REQUIRED WORK: Copy out all the lines exactly. Omit pictures.

-*-*-

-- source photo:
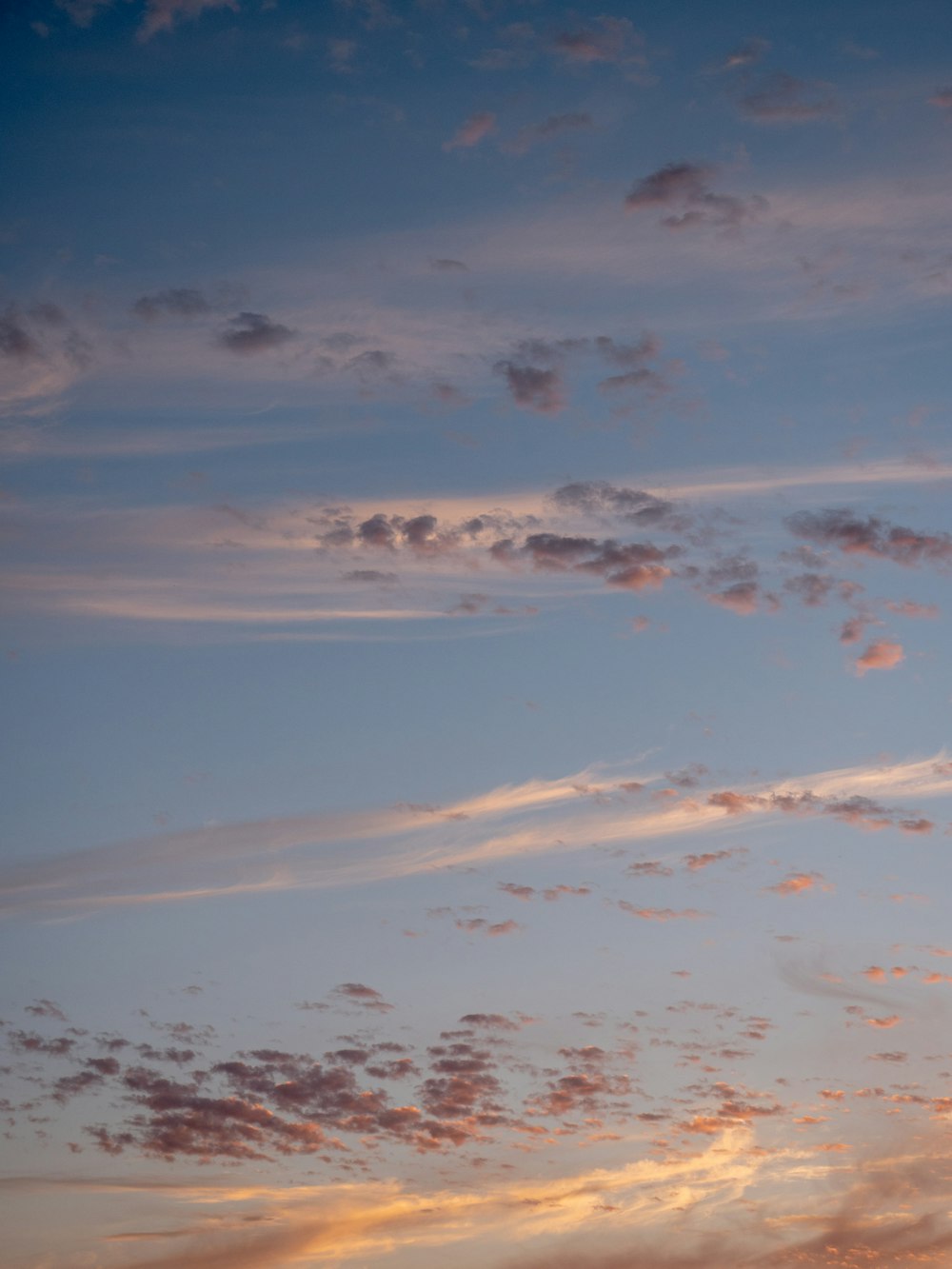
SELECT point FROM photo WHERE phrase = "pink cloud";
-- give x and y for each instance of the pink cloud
(471, 132)
(882, 655)
(799, 882)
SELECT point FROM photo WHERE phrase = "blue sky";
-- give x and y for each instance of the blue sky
(475, 488)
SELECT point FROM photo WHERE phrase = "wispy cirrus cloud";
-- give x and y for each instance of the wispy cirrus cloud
(535, 819)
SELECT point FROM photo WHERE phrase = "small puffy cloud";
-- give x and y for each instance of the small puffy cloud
(493, 929)
(746, 53)
(783, 98)
(908, 608)
(250, 334)
(46, 1009)
(491, 1021)
(448, 266)
(360, 994)
(166, 14)
(871, 536)
(83, 11)
(555, 126)
(535, 387)
(174, 302)
(796, 883)
(15, 340)
(695, 863)
(471, 132)
(605, 39)
(684, 189)
(882, 655)
(661, 914)
(742, 598)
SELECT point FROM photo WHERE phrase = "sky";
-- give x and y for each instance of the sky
(475, 635)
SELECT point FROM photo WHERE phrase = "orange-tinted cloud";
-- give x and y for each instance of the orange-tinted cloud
(882, 655)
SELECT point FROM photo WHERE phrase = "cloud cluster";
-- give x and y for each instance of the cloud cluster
(684, 191)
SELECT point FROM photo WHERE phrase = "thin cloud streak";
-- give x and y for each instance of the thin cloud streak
(259, 857)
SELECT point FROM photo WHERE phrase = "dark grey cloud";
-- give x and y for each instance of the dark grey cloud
(745, 53)
(535, 387)
(448, 267)
(601, 498)
(781, 98)
(605, 39)
(249, 334)
(15, 339)
(174, 302)
(684, 189)
(555, 126)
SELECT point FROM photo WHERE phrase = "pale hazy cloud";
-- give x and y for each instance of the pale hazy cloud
(471, 132)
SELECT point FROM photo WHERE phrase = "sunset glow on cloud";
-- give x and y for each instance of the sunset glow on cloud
(475, 491)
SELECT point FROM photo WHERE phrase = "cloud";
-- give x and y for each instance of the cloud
(796, 883)
(746, 53)
(630, 506)
(250, 334)
(684, 189)
(781, 98)
(471, 132)
(555, 126)
(447, 266)
(605, 39)
(535, 387)
(871, 536)
(166, 14)
(661, 914)
(83, 11)
(175, 302)
(883, 655)
(493, 929)
(362, 995)
(908, 608)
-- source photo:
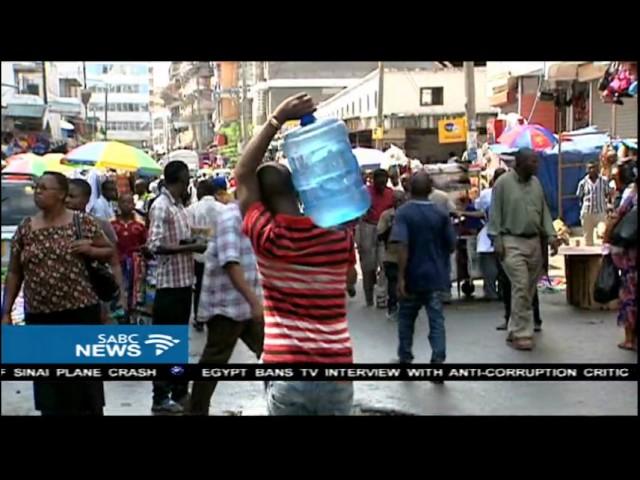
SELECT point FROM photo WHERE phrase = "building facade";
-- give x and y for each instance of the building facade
(27, 106)
(189, 100)
(414, 101)
(120, 101)
(562, 96)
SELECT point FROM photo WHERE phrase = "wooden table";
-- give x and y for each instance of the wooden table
(582, 265)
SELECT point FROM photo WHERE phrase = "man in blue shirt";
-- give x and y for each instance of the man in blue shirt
(427, 240)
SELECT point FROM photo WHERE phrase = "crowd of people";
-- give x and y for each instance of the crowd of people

-*-*-

RESULT OF THIS EXERCISE:
-- source photo:
SELECT point FROM photo WHERE phrase = "pink cloud";
-- give x and y for each instance of the pink cloud
(471, 132)
(882, 655)
(799, 882)
SELECT point FROM photo WHERE phrase = "blue sky";
-- give x and y for each instance of the blue sky
(475, 488)
SELECT point FROM photo WHERE phrase = "wispy cirrus cloud";
-- give x and y for each instance of the wispy cirrus cloud
(535, 819)
SELECT point FROM photo WHERE phrase = "small puffy cloud";
-- give x and y for each instance of the small puffy cloud
(493, 929)
(746, 53)
(783, 98)
(908, 608)
(250, 334)
(46, 1009)
(491, 1021)
(448, 266)
(360, 994)
(166, 14)
(871, 536)
(83, 11)
(555, 126)
(535, 387)
(174, 302)
(796, 883)
(15, 340)
(695, 863)
(471, 132)
(605, 39)
(684, 189)
(882, 655)
(661, 914)
(742, 598)
SELECT point FROM photo WHERE phrase = "sky";
-- give x and y for each instance of the sky
(475, 635)
SELECT point FROM photo WHERE phrase = "orange-tinted cloud";
-- give x and y for each instance of the orange-tinted cloud
(882, 655)
SELECT point FROM photo WHERE phrase = "cloud cluster";
-- give x and y for each instance of the cloud cluster
(684, 191)
SELECT point FROM photo WHERE phrase = "thin cloud streak";
-- give x and y for each instance of the thin cloud streak
(259, 857)
SELECT point FROM photo WHERE phrase = "dark grey cloud";
-- give x and y for each instance of the dark grey cloud
(745, 53)
(535, 387)
(448, 267)
(601, 498)
(781, 98)
(605, 39)
(249, 334)
(15, 339)
(174, 302)
(684, 189)
(555, 126)
SELECT point FROM photo WHERE phrase = "pale hazy cloud";
-- give x and y for each instance of the pale hazy cloud
(471, 132)
SELECT point FROM photo WHERE phrase = "sunset glow on cloud";
-- give x and y for each instance of the sunset glow on cloud
(475, 491)
SELECT point FROM photo WHERE phrase = "cloud";
-- give x and y for each instance of the cloud
(796, 883)
(746, 53)
(630, 506)
(250, 334)
(684, 189)
(781, 98)
(471, 132)
(555, 126)
(447, 266)
(605, 39)
(535, 387)
(871, 536)
(166, 14)
(661, 914)
(83, 11)
(175, 302)
(883, 655)
(493, 929)
(362, 995)
(908, 608)
-- source photo:
SELECT point FROM photo WHERE phrase = "building facade";
-- give x and y for each instance of the building facade
(27, 106)
(189, 100)
(414, 101)
(120, 101)
(562, 96)
SELECT point FROM photo WHERE phrase = "wooden table";
-- give x and y for each instance of the wooden table
(582, 265)
SELECT point FROM photo WHERE phrase = "man in blue shirt";
-- give x and y for each instance of the man in blue shirt
(427, 240)
SELECT point FROM photo WHERE phrase = "crowd of people";
-- give x and y for each instance of the crowd of people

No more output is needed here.